* [Exercise]:
Recast everything from the item on the line containing "of the rough" down to the end of the items as a two-column CSV with the columns "item_text" and "item_answer", one row per item, with each value in a single quoted field and line breaks replaced by spaces.

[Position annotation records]
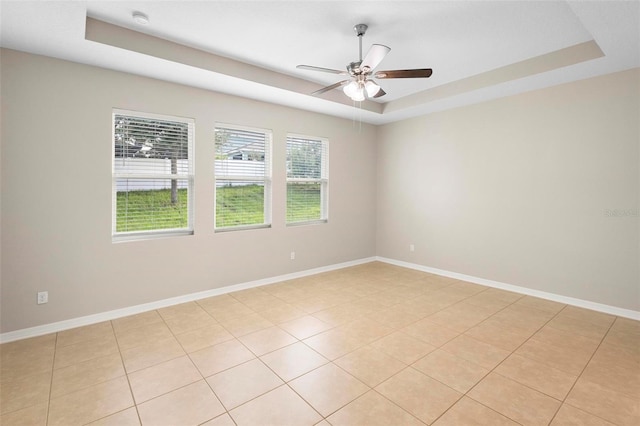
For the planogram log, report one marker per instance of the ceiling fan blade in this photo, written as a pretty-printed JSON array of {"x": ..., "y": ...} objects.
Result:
[
  {"x": 312, "y": 68},
  {"x": 333, "y": 86},
  {"x": 417, "y": 73},
  {"x": 380, "y": 93},
  {"x": 375, "y": 55}
]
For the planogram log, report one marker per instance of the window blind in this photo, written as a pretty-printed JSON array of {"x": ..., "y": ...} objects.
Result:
[
  {"x": 307, "y": 179},
  {"x": 243, "y": 177},
  {"x": 152, "y": 174}
]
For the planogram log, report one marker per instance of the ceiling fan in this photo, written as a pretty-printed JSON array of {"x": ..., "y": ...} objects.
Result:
[{"x": 361, "y": 85}]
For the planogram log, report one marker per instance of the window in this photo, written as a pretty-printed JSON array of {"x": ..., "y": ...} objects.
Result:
[
  {"x": 243, "y": 177},
  {"x": 152, "y": 175},
  {"x": 307, "y": 179}
]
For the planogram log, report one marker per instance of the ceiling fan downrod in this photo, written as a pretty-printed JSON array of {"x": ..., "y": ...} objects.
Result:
[{"x": 360, "y": 30}]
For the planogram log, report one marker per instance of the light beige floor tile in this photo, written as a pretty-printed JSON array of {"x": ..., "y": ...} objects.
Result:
[
  {"x": 80, "y": 334},
  {"x": 523, "y": 317},
  {"x": 328, "y": 388},
  {"x": 211, "y": 303},
  {"x": 128, "y": 417},
  {"x": 596, "y": 318},
  {"x": 493, "y": 298},
  {"x": 396, "y": 316},
  {"x": 267, "y": 340},
  {"x": 471, "y": 413},
  {"x": 280, "y": 406},
  {"x": 130, "y": 338},
  {"x": 190, "y": 405},
  {"x": 455, "y": 372},
  {"x": 536, "y": 375},
  {"x": 182, "y": 309},
  {"x": 162, "y": 378},
  {"x": 38, "y": 344},
  {"x": 201, "y": 338},
  {"x": 630, "y": 341},
  {"x": 282, "y": 313},
  {"x": 613, "y": 373},
  {"x": 524, "y": 405},
  {"x": 430, "y": 332},
  {"x": 24, "y": 392},
  {"x": 86, "y": 374},
  {"x": 461, "y": 316},
  {"x": 626, "y": 325},
  {"x": 571, "y": 416},
  {"x": 85, "y": 351},
  {"x": 239, "y": 326},
  {"x": 333, "y": 343},
  {"x": 19, "y": 363},
  {"x": 540, "y": 304},
  {"x": 151, "y": 354},
  {"x": 572, "y": 362},
  {"x": 90, "y": 404},
  {"x": 496, "y": 334},
  {"x": 602, "y": 402},
  {"x": 228, "y": 311},
  {"x": 293, "y": 361},
  {"x": 403, "y": 347},
  {"x": 617, "y": 355},
  {"x": 483, "y": 354},
  {"x": 134, "y": 321},
  {"x": 366, "y": 330},
  {"x": 35, "y": 415},
  {"x": 568, "y": 341},
  {"x": 220, "y": 357},
  {"x": 372, "y": 409},
  {"x": 419, "y": 394},
  {"x": 223, "y": 420},
  {"x": 369, "y": 365},
  {"x": 339, "y": 314},
  {"x": 305, "y": 326},
  {"x": 580, "y": 327},
  {"x": 263, "y": 302},
  {"x": 242, "y": 383},
  {"x": 181, "y": 323}
]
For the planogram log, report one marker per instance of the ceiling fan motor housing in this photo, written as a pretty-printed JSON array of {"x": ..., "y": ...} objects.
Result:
[{"x": 360, "y": 29}]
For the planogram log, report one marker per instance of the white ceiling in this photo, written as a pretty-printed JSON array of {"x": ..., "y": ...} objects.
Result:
[{"x": 474, "y": 47}]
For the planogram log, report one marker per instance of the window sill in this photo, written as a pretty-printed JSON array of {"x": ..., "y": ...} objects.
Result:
[{"x": 149, "y": 235}]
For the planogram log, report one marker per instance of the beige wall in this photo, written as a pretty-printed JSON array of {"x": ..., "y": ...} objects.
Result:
[
  {"x": 56, "y": 195},
  {"x": 513, "y": 190},
  {"x": 516, "y": 190}
]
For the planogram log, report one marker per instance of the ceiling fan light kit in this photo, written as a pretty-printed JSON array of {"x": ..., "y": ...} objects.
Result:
[{"x": 361, "y": 86}]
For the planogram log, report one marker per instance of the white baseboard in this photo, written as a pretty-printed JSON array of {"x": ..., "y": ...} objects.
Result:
[
  {"x": 613, "y": 310},
  {"x": 132, "y": 310}
]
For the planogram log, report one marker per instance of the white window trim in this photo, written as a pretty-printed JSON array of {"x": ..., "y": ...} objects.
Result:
[
  {"x": 324, "y": 181},
  {"x": 268, "y": 179},
  {"x": 160, "y": 233}
]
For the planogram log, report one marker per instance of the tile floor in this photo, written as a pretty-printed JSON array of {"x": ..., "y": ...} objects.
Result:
[{"x": 374, "y": 344}]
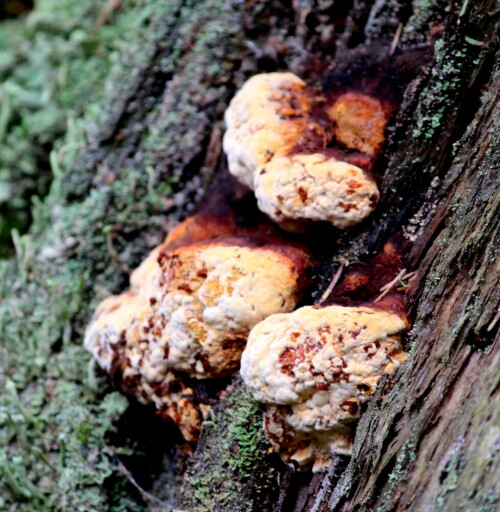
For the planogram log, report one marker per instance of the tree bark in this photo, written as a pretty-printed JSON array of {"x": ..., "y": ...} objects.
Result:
[{"x": 429, "y": 437}]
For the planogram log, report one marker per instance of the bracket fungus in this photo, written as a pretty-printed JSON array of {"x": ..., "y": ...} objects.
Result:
[
  {"x": 314, "y": 368},
  {"x": 188, "y": 314},
  {"x": 305, "y": 156}
]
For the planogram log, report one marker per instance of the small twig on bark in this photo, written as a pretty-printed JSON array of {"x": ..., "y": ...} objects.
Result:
[
  {"x": 493, "y": 322},
  {"x": 390, "y": 285},
  {"x": 145, "y": 494},
  {"x": 332, "y": 284},
  {"x": 395, "y": 40}
]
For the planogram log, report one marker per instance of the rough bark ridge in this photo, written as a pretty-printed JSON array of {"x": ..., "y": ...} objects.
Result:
[{"x": 427, "y": 440}]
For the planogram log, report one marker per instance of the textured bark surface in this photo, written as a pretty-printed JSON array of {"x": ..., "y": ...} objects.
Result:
[{"x": 429, "y": 439}]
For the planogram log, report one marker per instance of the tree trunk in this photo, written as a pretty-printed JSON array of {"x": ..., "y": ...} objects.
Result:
[{"x": 429, "y": 437}]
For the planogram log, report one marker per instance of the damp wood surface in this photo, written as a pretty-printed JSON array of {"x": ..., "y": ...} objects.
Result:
[{"x": 140, "y": 160}]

* [Result of this exercise]:
item_text,item_answer
"For the planogram log, report one marker per instance of the rough bark ridge in this photo, written as a pretty-printed JSON array of {""x"": ..., ""y"": ...} objects. Result:","[{""x"": 427, ""y"": 440}]"
"For the planogram log, report one marker per instance of the textured bark surface in this photo, written as a pretty-printed JSON array of {""x"": ..., ""y"": ...} objects. Result:","[{""x"": 429, ""y"": 439}]"
"For the planogram log, report one marker per instance of the tree trunk in this photo, written as a pretty-printed JSON array of {""x"": ..., ""y"": ...} objects. Result:","[{""x"": 429, ""y"": 437}]"
"For the planogram log, report one marker per instance of the damp wood surface in this photo, written as a pretty-printed JSON array of {""x"": ..., ""y"": ...} objects. Result:","[{""x"": 140, ""y"": 160}]"